GIVEN RECORDS:
= = = = = = =
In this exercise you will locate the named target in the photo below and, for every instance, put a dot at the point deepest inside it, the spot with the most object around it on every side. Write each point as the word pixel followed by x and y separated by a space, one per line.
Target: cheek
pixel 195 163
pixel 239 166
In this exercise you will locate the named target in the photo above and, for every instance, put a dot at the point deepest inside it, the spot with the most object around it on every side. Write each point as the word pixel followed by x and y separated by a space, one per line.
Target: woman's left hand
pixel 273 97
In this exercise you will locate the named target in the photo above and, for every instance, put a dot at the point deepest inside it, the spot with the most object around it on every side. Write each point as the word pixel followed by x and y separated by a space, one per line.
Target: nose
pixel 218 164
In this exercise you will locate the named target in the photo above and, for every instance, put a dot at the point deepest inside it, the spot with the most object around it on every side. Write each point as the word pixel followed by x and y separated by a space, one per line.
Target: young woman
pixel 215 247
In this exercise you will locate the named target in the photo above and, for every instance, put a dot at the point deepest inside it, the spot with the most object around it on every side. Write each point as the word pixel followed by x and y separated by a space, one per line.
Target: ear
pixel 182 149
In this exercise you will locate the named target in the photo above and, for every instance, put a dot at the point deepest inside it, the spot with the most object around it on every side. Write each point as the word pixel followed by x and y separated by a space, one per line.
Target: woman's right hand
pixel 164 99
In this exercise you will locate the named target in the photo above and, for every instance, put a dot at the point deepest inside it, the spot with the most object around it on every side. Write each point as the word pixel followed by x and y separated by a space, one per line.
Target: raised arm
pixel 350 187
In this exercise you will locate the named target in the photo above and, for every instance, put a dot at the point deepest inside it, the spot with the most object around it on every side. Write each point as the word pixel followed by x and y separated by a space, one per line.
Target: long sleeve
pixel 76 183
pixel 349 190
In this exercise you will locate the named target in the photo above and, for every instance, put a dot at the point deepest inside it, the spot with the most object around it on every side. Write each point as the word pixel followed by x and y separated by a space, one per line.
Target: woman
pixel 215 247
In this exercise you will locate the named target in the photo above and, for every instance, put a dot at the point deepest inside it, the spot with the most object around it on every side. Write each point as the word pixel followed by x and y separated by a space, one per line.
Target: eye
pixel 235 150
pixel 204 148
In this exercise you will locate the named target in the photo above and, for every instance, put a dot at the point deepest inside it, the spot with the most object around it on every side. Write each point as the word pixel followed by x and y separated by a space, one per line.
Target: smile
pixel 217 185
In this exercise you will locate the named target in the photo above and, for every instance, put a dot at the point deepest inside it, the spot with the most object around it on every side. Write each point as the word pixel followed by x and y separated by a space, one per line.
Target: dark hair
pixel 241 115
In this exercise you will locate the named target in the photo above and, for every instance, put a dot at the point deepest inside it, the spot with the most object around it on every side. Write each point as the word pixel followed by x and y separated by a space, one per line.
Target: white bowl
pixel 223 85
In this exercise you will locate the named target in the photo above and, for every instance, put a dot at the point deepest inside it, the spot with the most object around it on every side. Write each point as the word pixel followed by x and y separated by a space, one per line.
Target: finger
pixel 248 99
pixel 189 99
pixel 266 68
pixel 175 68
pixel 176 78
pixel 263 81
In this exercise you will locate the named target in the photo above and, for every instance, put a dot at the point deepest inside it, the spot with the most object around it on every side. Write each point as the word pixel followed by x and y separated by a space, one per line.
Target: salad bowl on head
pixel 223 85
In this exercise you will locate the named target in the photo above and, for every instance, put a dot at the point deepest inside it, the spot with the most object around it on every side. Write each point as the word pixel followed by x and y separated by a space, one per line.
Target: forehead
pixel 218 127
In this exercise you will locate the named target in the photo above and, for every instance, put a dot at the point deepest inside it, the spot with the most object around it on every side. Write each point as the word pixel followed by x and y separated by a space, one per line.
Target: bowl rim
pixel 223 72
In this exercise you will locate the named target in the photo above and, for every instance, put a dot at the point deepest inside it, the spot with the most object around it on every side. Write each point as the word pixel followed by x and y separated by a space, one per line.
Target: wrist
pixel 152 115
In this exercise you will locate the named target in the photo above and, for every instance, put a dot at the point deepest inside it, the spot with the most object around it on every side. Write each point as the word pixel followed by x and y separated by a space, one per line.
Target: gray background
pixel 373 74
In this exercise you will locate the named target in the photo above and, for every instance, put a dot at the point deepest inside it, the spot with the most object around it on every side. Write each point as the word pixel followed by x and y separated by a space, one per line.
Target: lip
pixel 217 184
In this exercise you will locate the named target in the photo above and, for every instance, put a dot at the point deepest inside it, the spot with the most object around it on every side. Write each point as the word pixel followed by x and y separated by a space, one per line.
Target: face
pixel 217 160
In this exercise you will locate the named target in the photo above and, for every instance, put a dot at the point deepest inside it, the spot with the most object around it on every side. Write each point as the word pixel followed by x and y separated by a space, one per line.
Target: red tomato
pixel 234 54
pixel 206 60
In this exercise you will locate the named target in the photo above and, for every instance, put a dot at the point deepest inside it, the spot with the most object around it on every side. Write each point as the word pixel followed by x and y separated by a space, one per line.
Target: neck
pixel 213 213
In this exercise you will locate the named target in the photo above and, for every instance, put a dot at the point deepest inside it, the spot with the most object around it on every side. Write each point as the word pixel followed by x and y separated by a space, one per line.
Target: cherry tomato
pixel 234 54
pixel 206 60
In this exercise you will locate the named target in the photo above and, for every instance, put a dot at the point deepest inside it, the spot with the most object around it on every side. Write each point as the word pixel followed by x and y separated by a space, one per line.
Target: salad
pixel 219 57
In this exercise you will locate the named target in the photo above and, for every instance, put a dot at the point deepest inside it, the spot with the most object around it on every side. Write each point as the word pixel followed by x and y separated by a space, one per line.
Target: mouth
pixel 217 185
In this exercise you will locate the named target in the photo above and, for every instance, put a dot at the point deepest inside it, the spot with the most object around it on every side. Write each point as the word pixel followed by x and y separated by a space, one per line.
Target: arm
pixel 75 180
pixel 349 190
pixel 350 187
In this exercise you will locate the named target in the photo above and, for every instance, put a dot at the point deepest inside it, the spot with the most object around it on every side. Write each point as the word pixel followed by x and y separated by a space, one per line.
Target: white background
= = = = = = =
EXERCISE AIM: Rewrite all of the material above, substituting "each on its own line" for every occurrence of "one per line" and leaving everything else unchanged.

TASK OUTPUT:
In this exercise you will locate the named target in the photo below and, for every instance, put a dot at the point deepest inside it, the spot with the most object around it on every side. Write each point as the word pixel followed by x and y separated by a space, each on its own line.
Target: cheek
pixel 195 163
pixel 239 166
In this exercise you will locate the named target in the photo above and, for every instance, put a dot at the point deepest inside it, the spot with the most object around it on every side. Write each point as the word pixel followed by x and y separated by a space, each on its own line.
Target: woman's left hand
pixel 273 97
In this exercise you will locate the named target in the photo above and, for every instance, put a dot at the point deepest inside it, the spot with the most object around it on every side. Write each point as the word pixel followed by x and y separated by a space, each on its own line.
Target: nose
pixel 218 164
In this exercise you will locate the named target in the photo above and, for every instance, put a dot at the point deepest inside it, the spot with the most object around it on every side. Write each point as the word pixel followed by x and y separated by a space, each on its own line.
Target: young woman
pixel 215 247
In this exercise you will locate the named target in the photo above and, for every instance, put a dot at the point deepest inside it, the spot with the most object around it on every side. Write each point as the word pixel followed by x and y separated by a space, each on its own line.
Target: ear
pixel 182 149
In this exercise you will locate the named target in the photo above and, for every instance, put a dot at the point deepest inside it, the spot with the most object around it on every side. Write each point as the word pixel followed by x and y separated by a space, each on its own line.
Target: woman's right hand
pixel 164 99
In this exercise you will locate the named target in the photo above and, for every instance, put a dot at the point deepest inside it, the spot with the most object around it on every side. Write each point as the word pixel followed by x and y separated by a space, each on its own line.
Target: raised arm
pixel 350 187
In this exercise you will locate the named target in the photo above and, for every instance, put a dot at the point deepest inside it, the spot with the most object around it on every side. Write each point as the word pixel followed by x and y separated by a space, each on its own line.
Target: long sleeve
pixel 76 183
pixel 349 190
In this exercise you will locate the named target in the photo above and, for every instance, put a dot at the point deepest inside it, the spot with the most object around it on every side. Write each point as the word pixel followed by x and y separated by a space, each on its own line.
Target: woman
pixel 215 247
In this exercise you will locate the named target in the photo above and, for every instance, put a dot at the point deepest inside it, the spot with the most object around it on every side. Write each point as the word pixel followed by x and y separated by a space, each on its own line.
Target: eye
pixel 235 150
pixel 204 148
In this exercise you will locate the named target in the photo above and, for every instance, put a dot at the point deepest inside it, the spot with the most object around it on every side. Write each point as the word pixel followed by x and y separated by a space, each on its own line.
Target: smile
pixel 217 185
In this exercise you will locate the named target in the photo above and, for every instance, put a dot at the point deepest inside it, the spot with the most object around it on every side. Write each point as the word pixel followed by x and y separated by a space, each on its own line.
Target: dark hair
pixel 241 115
In this exercise you will locate the named target in the photo above and, for every instance, put a dot at the point deepest inside it, the spot with the most object around it on every side. Write each point as the word pixel followed by x and y separated by a space, each on its own line.
Target: white bowl
pixel 223 85
In this exercise you will locate the named target in the photo above and, for every instance, put a dot at the point deepest inside it, the spot with the most object around it on every side. Write each point as the word pixel followed by x and y separated by a space, each on its own line.
Target: finger
pixel 248 99
pixel 189 99
pixel 266 68
pixel 175 68
pixel 176 78
pixel 263 81
In this exercise you will locate the named target in the photo above and, for every instance, put a dot at the point deepest inside it, the spot with the most object around it on every side. Write each point as the word pixel followed by x and y separated by a space, each on its own line.
Target: salad bowl on head
pixel 223 85
In this exercise you will locate the named target in the photo above and, for every instance, put a dot at the point deepest inside it, the spot with the most object around it on every side. Write each point as the word pixel followed by x and y separated by a space, each on its own line.
Target: forehead
pixel 218 127
In this exercise you will locate the named target in the photo above and, for every instance, put a dot at the point deepest inside it, the spot with the most object around it on every side. Write each point as the word pixel followed by x and y separated by a space, each on its own line.
Target: bowl rim
pixel 223 72
In this exercise you will locate the named target in the photo above and, for every instance, put a dot at the point deepest inside it, the spot with the most object around it on every side. Write each point as the word pixel followed by x and y separated by a space, each on its own line.
Target: wrist
pixel 152 115
In this exercise you will locate the named target in the photo above and, for every instance, put a dot at the point deepest inside it, the spot with the most object around it on every side. Write each point as the word pixel followed by x and y separated by a space, each on its own line.
Target: gray background
pixel 373 74
In this exercise you will locate the named target in the photo above and, for every instance, put a dot at the point deepest inside it, the spot with the most object around it on every side. Write each point as the word pixel followed by x and y separated by a space, each on its own line.
Target: lip
pixel 217 184
In this exercise you will locate the named target in the photo above and, for every instance, put a dot at the point deepest inside it, the spot with the most object around it on every side. Write each point as the word pixel followed by x and y separated by a space, each on its own line.
Target: face
pixel 217 160
In this exercise you will locate the named target in the photo above and, for every instance, put a dot at the point deepest inside it, the spot with the most object around it on every side. Write each point as the word pixel followed by x and y separated by a space, each on its own line.
Target: red tomato
pixel 234 54
pixel 206 60
In this exercise you will locate the named target in the photo above and, for every instance, put a dot at the point deepest inside it, the spot with the most object around it on every side. Write each point as the word pixel followed by x and y separated by a space, each on its own line.
Target: neck
pixel 213 213
In this exercise you will locate the named target in the photo above and, for every instance, put a dot at the point deepest inside it, the spot with the most object around it on every side. Write each point as the word pixel followed by x and y separated by a space, each on its own line.
Target: cherry tomato
pixel 234 54
pixel 206 60
In this exercise you will locate the named target in the photo above and, for every instance, put a dot at the point deepest inside it, the spot with the most object around it on every side. Write each point as the word pixel followed by x and y separated by a space, each on its own line.
Target: salad
pixel 219 57
In this exercise you will locate the named target in the photo above and, for every instance, put a dot at the point deepest inside it, the spot with the most object around it on every side. Write each point as the word pixel followed by x and y separated by a space, each on its own line.
Target: mouth
pixel 217 185
In this exercise you will locate the named target in the photo above and, for every instance, put a dot at the point deepest inside it, the spot with the most object around it on every side. Write each point as the word pixel followed by x and y separated by a space, each on its own line.
Target: arm
pixel 75 180
pixel 349 190
pixel 350 187
In this exercise you will locate the named target in the photo above and, for every instance, put a dot at the point deepest inside it, the spot with the most object around it on every side. Write each point as the word pixel followed by x and y separated by a space, each on its own line.
Target: white background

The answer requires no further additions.